> **WRITTEN TASK**
Each line below should be quoted exactly, please.

[Start of RECORDS FOR PROCESSING]

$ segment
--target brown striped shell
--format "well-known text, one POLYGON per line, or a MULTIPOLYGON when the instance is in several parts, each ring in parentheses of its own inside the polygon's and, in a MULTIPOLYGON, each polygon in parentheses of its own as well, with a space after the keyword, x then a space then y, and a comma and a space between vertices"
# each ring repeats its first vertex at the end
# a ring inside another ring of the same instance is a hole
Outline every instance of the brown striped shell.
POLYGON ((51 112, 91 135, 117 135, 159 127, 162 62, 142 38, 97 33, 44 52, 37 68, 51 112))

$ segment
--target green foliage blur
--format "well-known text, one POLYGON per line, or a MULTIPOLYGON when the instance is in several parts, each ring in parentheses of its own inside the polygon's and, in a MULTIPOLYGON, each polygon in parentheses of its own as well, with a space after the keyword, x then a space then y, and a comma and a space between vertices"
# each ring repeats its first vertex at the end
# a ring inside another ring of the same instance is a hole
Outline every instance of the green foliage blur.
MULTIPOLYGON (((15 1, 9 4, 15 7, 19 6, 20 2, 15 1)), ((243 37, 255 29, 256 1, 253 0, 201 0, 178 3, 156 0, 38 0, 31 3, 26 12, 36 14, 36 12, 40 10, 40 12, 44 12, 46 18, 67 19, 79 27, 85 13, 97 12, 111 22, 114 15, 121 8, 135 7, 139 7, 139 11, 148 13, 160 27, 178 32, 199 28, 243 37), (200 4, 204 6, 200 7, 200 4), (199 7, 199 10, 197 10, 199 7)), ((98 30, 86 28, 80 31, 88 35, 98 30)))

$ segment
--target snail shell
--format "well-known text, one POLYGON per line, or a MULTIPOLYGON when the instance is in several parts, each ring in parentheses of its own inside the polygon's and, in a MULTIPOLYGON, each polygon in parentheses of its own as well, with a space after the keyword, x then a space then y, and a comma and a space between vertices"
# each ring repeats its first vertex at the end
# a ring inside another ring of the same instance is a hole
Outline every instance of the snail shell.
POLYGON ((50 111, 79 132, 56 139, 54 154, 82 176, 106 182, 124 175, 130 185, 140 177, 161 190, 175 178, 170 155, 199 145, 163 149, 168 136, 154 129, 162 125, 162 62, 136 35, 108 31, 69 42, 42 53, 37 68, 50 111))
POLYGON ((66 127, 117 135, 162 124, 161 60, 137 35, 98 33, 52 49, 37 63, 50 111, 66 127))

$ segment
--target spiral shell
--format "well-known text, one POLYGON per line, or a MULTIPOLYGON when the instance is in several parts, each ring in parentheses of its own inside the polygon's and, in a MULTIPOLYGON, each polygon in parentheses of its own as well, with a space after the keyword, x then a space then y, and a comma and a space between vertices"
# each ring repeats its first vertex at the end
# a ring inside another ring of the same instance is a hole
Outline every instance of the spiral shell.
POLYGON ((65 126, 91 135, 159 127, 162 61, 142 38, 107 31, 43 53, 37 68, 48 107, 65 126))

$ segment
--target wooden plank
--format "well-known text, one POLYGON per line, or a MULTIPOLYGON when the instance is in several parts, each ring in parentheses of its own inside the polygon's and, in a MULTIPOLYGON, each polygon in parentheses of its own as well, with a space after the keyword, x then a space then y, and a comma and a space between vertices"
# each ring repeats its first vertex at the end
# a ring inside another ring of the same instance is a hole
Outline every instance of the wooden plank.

[End of RECORDS FOR PROCESSING]

> **CORRECT RESPONSE**
$ segment
--target brown striped shell
--format "well-known text, one POLYGON per line, or a MULTIPOLYGON when the instance is in several parts, each ring in parentheses of its own inside the polygon's and, in a MULTIPOLYGON, each polygon in parentheses of its own as well, with a space after the keyword, x then a space then y, and a comma and a space between vertices"
# each ring repeats its first vertex at the end
# a ring inside another ring of the same instance is a hole
Outline every instance of the brown striped shell.
POLYGON ((51 112, 91 135, 117 135, 159 127, 162 62, 142 38, 97 33, 44 52, 37 68, 51 112))

$ segment
--target green foliage blur
--format "well-known text, one POLYGON per line, or a MULTIPOLYGON when the instance is in several parts, each ring in parentheses of its own inside the polygon's and, in a MULTIPOLYGON, each polygon in parentheses of its own as well, with a space after the keyword, x then a space then y, and a comma and a space between vertices"
# each ring repeats its first vertex at the end
# a ring inside another ring of the same instance is a hole
Outline every instance of the green foliage blur.
MULTIPOLYGON (((15 1, 9 4, 15 7, 19 6, 20 2, 15 1)), ((243 37, 255 29, 256 1, 253 0, 201 0, 178 3, 156 0, 38 0, 31 3, 26 12, 36 14, 36 12, 40 10, 40 12, 44 12, 46 18, 67 19, 79 27, 85 13, 97 12, 111 22, 114 15, 121 8, 135 7, 139 7, 139 11, 148 13, 160 27, 178 32, 199 28, 243 37), (200 4, 204 6, 200 7, 200 4), (199 7, 199 10, 197 10, 199 7)), ((98 30, 86 28, 80 31, 88 35, 98 30)))

$ segment
--target snail shell
--format "well-known text, one POLYGON per line, or a MULTIPOLYGON when the instance is in several parts, each ring in parentheses of its own inside the polygon's and, in a MULTIPOLYGON, each polygon in parentheses of its own as well, with a space after the keyword, x then a space then y, and a comma and a space between vertices"
# each ring repeats its first vertex at the end
# a ring inside another ring of the same instance is a hole
Outline every instance of the snail shell.
POLYGON ((50 111, 79 132, 56 139, 54 154, 82 176, 106 182, 124 175, 130 185, 140 177, 161 190, 175 178, 170 155, 199 145, 163 149, 168 136, 154 129, 162 125, 162 62, 136 35, 108 31, 69 42, 42 53, 37 68, 50 111))
POLYGON ((66 127, 117 135, 162 124, 161 60, 137 35, 98 33, 52 49, 37 63, 50 111, 66 127))

$ segment
--target spiral shell
--format "well-known text, one POLYGON per line, or a MULTIPOLYGON when the instance is in several parts, each ring in parentheses of its own inside the polygon's and, in a MULTIPOLYGON, each polygon in parentheses of its own as well, with a space after the keyword, x then a space then y, and a comma and a space between vertices"
# each ring repeats its first vertex at the end
# a ring inside another ring of the same instance is a hole
Outline every instance of the spiral shell.
POLYGON ((65 126, 91 135, 159 127, 162 61, 142 38, 107 31, 43 53, 37 68, 48 107, 65 126))

$ segment
--target wooden plank
--format "well-known text, one POLYGON per line, or a MULTIPOLYGON when the instance is in several parts, each ring in parentheses of its own inside the polygon's and, in a MULTIPOLYGON, each polygon in parentheses of its own as well, with a space after the keyword, x then a space then y, and a comma and a space between vertices"
# each ring repeats its first vertex at the end
# a ring inside another ring of the same instance is a hole
Outline every instance of the wooden plank.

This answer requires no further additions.